Print out the entries below with no edits.

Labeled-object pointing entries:
[start]

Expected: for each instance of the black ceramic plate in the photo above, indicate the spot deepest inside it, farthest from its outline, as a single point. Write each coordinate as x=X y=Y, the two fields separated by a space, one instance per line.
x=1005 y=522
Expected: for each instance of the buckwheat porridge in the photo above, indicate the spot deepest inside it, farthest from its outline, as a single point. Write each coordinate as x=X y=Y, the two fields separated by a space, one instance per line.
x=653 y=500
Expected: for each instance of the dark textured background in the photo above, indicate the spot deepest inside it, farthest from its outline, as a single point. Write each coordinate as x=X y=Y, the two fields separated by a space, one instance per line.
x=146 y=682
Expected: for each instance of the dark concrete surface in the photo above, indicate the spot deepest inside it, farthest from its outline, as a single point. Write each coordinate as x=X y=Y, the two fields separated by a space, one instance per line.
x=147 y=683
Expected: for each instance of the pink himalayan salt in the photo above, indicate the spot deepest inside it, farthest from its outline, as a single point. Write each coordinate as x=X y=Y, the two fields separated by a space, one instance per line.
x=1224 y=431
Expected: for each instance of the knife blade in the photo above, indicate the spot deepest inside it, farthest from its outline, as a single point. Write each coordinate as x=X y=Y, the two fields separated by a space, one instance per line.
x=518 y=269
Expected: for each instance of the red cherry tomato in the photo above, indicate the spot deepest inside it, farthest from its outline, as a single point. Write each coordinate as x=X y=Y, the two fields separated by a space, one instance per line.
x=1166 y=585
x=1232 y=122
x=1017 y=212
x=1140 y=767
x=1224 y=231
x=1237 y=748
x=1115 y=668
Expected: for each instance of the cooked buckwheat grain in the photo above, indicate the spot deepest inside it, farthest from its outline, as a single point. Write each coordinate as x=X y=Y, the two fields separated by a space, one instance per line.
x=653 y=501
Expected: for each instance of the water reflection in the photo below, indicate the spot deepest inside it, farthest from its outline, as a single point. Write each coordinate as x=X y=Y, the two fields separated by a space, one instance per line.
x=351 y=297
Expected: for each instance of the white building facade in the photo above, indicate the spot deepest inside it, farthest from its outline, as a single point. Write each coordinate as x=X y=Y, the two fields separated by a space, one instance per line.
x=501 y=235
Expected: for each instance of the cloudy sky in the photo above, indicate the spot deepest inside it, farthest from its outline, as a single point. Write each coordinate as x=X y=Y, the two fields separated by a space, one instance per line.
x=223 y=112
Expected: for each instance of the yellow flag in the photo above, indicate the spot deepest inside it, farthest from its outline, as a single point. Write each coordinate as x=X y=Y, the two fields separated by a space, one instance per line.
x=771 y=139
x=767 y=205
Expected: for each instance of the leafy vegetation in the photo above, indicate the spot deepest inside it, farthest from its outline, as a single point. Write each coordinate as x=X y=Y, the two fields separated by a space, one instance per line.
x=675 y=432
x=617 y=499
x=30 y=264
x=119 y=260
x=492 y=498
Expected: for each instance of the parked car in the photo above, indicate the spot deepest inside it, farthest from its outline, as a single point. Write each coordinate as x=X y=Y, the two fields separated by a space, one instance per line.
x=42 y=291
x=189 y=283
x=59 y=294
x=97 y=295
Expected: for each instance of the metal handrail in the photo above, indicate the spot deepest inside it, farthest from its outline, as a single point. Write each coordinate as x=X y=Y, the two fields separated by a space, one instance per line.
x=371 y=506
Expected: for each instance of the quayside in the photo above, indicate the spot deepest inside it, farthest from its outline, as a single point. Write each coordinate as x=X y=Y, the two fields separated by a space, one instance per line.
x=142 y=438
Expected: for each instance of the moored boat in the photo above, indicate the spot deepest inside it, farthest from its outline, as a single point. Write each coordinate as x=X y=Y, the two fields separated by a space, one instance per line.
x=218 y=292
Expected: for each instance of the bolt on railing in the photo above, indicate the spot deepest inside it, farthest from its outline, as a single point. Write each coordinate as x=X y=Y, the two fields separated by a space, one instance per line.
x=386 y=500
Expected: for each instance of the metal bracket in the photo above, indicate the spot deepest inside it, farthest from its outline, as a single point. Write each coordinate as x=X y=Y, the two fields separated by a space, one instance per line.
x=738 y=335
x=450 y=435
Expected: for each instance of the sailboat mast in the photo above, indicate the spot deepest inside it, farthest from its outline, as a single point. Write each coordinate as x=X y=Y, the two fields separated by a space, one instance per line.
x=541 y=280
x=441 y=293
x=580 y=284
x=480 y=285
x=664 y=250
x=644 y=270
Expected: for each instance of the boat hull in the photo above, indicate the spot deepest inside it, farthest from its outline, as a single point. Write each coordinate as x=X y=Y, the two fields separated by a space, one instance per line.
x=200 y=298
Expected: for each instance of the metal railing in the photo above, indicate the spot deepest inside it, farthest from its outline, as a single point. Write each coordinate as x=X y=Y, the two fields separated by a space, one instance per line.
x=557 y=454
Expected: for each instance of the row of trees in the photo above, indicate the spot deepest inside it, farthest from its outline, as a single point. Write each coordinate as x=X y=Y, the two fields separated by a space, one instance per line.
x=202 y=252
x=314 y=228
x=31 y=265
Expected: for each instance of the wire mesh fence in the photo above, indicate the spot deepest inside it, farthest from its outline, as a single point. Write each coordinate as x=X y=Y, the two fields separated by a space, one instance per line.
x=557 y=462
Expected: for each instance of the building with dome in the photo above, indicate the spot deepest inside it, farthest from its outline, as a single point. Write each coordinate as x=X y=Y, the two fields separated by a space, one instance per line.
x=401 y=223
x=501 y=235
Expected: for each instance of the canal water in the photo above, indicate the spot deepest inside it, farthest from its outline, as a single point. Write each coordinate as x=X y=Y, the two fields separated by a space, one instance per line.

[end]

SOLUTION BELOW |
Expected: for each instance of the black ceramic plate in the photo above, indicate the spot deepest inside it, farthest from its outline, as a single point. Write each coordinate as x=X y=Y, the two fields separated by a space, one instance per line.
x=1005 y=522
Expected: for each instance of the buckwheat porridge in the photo above, indicate the spot deepest inside it, farthest from its outline, as a single point. Write each coordinate as x=X y=Y, the two fields separated by a space, one instance per line.
x=653 y=500
Expected: for each instance of the dark textured background in the photo above, indicate the spot deepest inside it, farthest from its outline, as a single point. Write each coordinate as x=X y=Y, the two fields separated by a space, one instance per line.
x=146 y=682
Expected: for each instance of the dark concrete surface in the photo above, indicate the spot deepest inside it, farthest from its outline, as a single point. Write each coordinate as x=X y=Y, the two fields separated by a space, one instance per line.
x=147 y=683
Expected: for each instance of the pink himalayan salt in the photo above, indicate the spot deepest inside it, farthest from its outline, as a single point. Write each coordinate as x=X y=Y, the two fields separated by a space, one instance per line.
x=1224 y=431
Expected: for each instance of the knife blade in the photo above, indicate the spot deepest inside it, farthest from its outline, as a single point. Write each coordinate as x=X y=Y, the two fields separated by a space, one instance per line.
x=518 y=269
Expected: for each instance of the red cherry tomato in the photo above, indicate the spot deepest inside it, farthest from its outline, as a single point. Write each coordinate as x=X y=Y, the two fields separated by a space, one instance per line.
x=1166 y=585
x=1232 y=122
x=1017 y=212
x=1140 y=767
x=1224 y=231
x=1237 y=748
x=1115 y=668
Expected: for each instance of the cooked buckwheat grain in the photo above, indicate the spot deepest inside it, farthest from its outline, as a single point. Write each coordinate as x=X y=Y, the two fields separated by a space, one instance per line.
x=653 y=501
Expected: for each instance of the water reflection in the photo below, indicate the spot deepest inside it, farthest from its outline, as a single point. Write each coordinate as x=X y=Y, the two fields separated by a space, one instance per line.
x=351 y=297
Expected: for each instance of the white building facade in the photo above, indicate the spot deepest inside it, farthest from its outline, as a single point. Write each coordinate as x=X y=Y, the two fields separated by a space, one instance per line.
x=501 y=235
Expected: for each instance of the cloudy sky in the photo above, indicate the spot deepest inside it, farthest from its outline, as a single point. Write each coordinate as x=X y=Y, the two fields separated by a space, one instance per line.
x=223 y=112
Expected: for each instance of the yellow flag in the photo above, indicate the spot deepest inside it, farthest from its outline, as a single point. Write each coordinate as x=X y=Y, the two fields separated by a space, one instance per line.
x=771 y=139
x=767 y=205
Expected: for each instance of the leafy vegetation in the photo above, indicate the spot deepest inside it, farthest from its outline, as a single point. Write each coordinate as x=X y=Y, the two fields separated by a space, one instance per line.
x=675 y=432
x=617 y=499
x=30 y=264
x=119 y=260
x=492 y=498
Expected: for each instance of the parked car in the photo above, indicate the spot deepest inside it, farthest from its outline, as a single point. Write each coordinate as x=X y=Y, the two fields separated by a space, one instance per line.
x=42 y=291
x=189 y=283
x=59 y=294
x=97 y=295
Expected: for each instance of the metal handrail in the photo above, indicate the spot deepest inside it, farthest from its outline, as a single point. Write each coordinate as x=X y=Y, the two fields separated by a space, one instance per line.
x=371 y=506
Expected: for each instance of the quayside in the photo above, indicate the spot deepest inside it, farthest from its outline, as a single point. Write each coordinate as x=X y=Y, the two fields separated by a space, one instance per line.
x=142 y=438
Expected: for each instance of the moored boat in the photo above, indicate the spot deepest inside it, farthest from its outline, as a single point. Write each coordinate as x=X y=Y, the two fields separated by a space, one instance per line.
x=218 y=292
Expected: for each instance of the bolt on railing in the photo above, indicate the spot deepest inside it, farthest from its outline, as a single point. Write each coordinate as x=X y=Y, the two fields separated by a space, one instance per line.
x=386 y=500
Expected: for each instance of the metal bracket in the photo above, indicate the spot deepest inside it, farthest from its outline, as a single point. Write each coordinate as x=X y=Y, the two fields separated by a space, one instance per line.
x=738 y=335
x=450 y=435
Expected: for each instance of the sailboat mast in the photo above, indicate the spot deepest inside it, farthest from its outline, as a single point. Write each coordinate as x=X y=Y, the two fields separated by a space, one instance per line.
x=541 y=280
x=441 y=293
x=580 y=284
x=480 y=285
x=664 y=250
x=644 y=270
Expected: for each instance of the boat hull in the photo above, indicate the spot deepest inside it, farthest from its outline, as a single point. Write each coordinate as x=X y=Y, the two fields separated by a space, one instance per line.
x=200 y=298
Expected: for each instance of the metal railing in the photo above, indicate the spot deepest inside it, farthest from its outline, as a single point. Write each coordinate as x=X y=Y, the two fields separated by a space, one instance per line.
x=557 y=454
Expected: for each instance of the row of trees in the photo above, indicate the spot deepest inside it, farthest from its outline, as a single point. Write each coordinate as x=X y=Y, the two fields separated by a space, one instance per line.
x=202 y=252
x=314 y=228
x=31 y=265
Expected: for each instance of the wire mesh fence in the photo above, indicate the spot deepest inside it, farthest from its outline, as a single point. Write each coordinate as x=X y=Y, the two fields separated by a space, one instance per line.
x=557 y=462
Expected: for each instance of the building with dome in the photo above, indicate the spot deepest inside it, farthest from its outline, as a single point. Write each coordinate as x=X y=Y, the two fields separated by a space, one instance per line.
x=401 y=223
x=501 y=235
Expected: for each instance of the canal water in the photo above, indicate the spot deepest inside it, farthest from its outline, as a single point. Write each coordinate as x=X y=Y, the two fields separated by a space, one instance per line.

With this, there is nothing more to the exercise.